TASK DETAILS
Transcribe the records that follow, keeping every word as it stands.

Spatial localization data
------------------------

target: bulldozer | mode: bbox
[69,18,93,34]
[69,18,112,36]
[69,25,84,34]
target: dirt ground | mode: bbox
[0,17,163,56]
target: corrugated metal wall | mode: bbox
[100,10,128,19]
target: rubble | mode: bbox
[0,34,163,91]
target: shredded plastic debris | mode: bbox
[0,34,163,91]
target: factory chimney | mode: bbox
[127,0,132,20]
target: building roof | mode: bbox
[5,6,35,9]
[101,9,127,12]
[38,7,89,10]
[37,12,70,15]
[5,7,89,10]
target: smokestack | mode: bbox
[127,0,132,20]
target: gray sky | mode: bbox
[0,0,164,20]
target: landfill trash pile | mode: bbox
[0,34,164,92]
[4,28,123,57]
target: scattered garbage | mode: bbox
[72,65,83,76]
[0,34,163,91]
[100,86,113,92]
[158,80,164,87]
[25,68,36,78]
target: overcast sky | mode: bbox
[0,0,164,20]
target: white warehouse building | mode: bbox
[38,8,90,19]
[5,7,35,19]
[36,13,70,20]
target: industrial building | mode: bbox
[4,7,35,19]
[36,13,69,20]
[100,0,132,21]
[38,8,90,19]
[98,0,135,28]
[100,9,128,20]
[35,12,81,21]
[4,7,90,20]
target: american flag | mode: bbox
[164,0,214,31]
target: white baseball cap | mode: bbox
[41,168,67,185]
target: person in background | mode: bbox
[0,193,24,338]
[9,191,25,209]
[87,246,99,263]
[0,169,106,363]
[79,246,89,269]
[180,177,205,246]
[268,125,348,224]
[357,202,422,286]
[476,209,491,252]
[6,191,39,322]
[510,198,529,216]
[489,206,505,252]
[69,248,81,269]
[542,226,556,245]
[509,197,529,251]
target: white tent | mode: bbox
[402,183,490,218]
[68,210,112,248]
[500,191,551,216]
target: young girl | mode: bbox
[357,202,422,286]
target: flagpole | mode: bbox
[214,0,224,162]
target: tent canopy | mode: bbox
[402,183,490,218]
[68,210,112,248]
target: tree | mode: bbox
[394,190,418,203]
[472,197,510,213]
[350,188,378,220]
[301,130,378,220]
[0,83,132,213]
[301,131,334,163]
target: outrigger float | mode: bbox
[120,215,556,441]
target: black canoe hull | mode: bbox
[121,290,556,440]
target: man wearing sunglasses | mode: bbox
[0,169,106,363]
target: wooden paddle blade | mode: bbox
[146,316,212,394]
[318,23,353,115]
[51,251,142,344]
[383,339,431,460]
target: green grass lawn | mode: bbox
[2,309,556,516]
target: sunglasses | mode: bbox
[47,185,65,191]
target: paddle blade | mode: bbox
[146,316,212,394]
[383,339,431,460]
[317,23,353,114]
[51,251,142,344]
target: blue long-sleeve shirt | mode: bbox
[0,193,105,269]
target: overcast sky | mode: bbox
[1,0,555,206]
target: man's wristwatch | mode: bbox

------------------------

COMPLETED EXERCISE
target: bulldozer | mode: bbox
[69,18,93,34]
[69,18,112,36]
[69,25,84,34]
target: dirt ground | mode: bbox
[0,17,163,56]
target: corrugated metal wall | mode: bbox
[100,10,128,19]
target: rubble | mode: bbox
[0,34,163,91]
target: shredded plastic debris | mode: bbox
[0,34,163,91]
target: factory chimney | mode: bbox
[127,0,132,20]
target: building roof | mode: bbox
[5,6,35,9]
[101,9,127,12]
[38,7,89,10]
[37,12,70,15]
[5,7,89,10]
target: smokestack | mode: bbox
[127,0,132,20]
target: gray sky | mode: bbox
[0,0,164,20]
target: landfill trash pile | mode: bbox
[0,34,164,92]
[4,28,123,57]
target: scattered garbage | mode: bbox
[72,65,83,76]
[0,34,163,91]
[100,86,113,92]
[158,80,164,87]
[25,68,36,78]
target: overcast sky | mode: bbox
[0,0,164,20]
target: white warehouse building | mode: bbox
[38,8,90,19]
[5,7,35,19]
[36,13,70,20]
target: industrial building | mode: bbox
[4,7,35,19]
[36,13,69,20]
[100,0,132,21]
[38,8,90,19]
[98,0,135,28]
[100,9,128,20]
[35,12,81,21]
[4,7,90,20]
target: american flag | mode: bbox
[164,0,214,31]
target: white baseball cap | mode: bbox
[41,168,67,185]
target: person in background | mode: bbox
[0,193,24,338]
[9,191,25,209]
[87,246,99,263]
[0,169,106,363]
[79,246,89,269]
[180,177,205,246]
[268,125,348,224]
[357,202,422,286]
[476,209,491,252]
[6,191,39,322]
[510,198,529,216]
[489,206,505,252]
[69,248,81,269]
[542,226,556,245]
[509,197,529,251]
target: white tent | mode: bbox
[402,183,490,218]
[68,210,112,248]
[500,191,551,216]
target: young girl | mode: bbox
[357,202,422,286]
target: flagpole | mode: bbox
[214,0,224,162]
target: tent canopy | mode: bbox
[402,183,490,218]
[68,210,112,248]
target: tree | mode: bbox
[394,190,418,203]
[472,197,510,213]
[350,188,378,220]
[301,130,378,220]
[0,83,132,213]
[301,131,334,163]
target: outrigger float | mode: bbox
[120,215,556,441]
target: black canoe hull | mode: bbox
[121,290,556,440]
target: man wearing sunglasses | mode: bbox
[0,169,106,363]
target: wooden paddle blade | mode: bbox
[146,316,212,394]
[318,23,353,115]
[51,251,142,344]
[383,339,431,460]
target: green grass lawn | mode: bbox
[2,309,556,516]
target: sunglasses | mode: bbox
[47,185,65,191]
target: paddle blade | mode: bbox
[146,316,212,394]
[383,339,431,460]
[317,23,353,114]
[51,251,142,344]
target: blue long-sleeve shirt | mode: bbox
[0,193,105,269]
target: overcast sky | mode: bbox
[1,0,555,206]
target: man's wristwatch | mode: bbox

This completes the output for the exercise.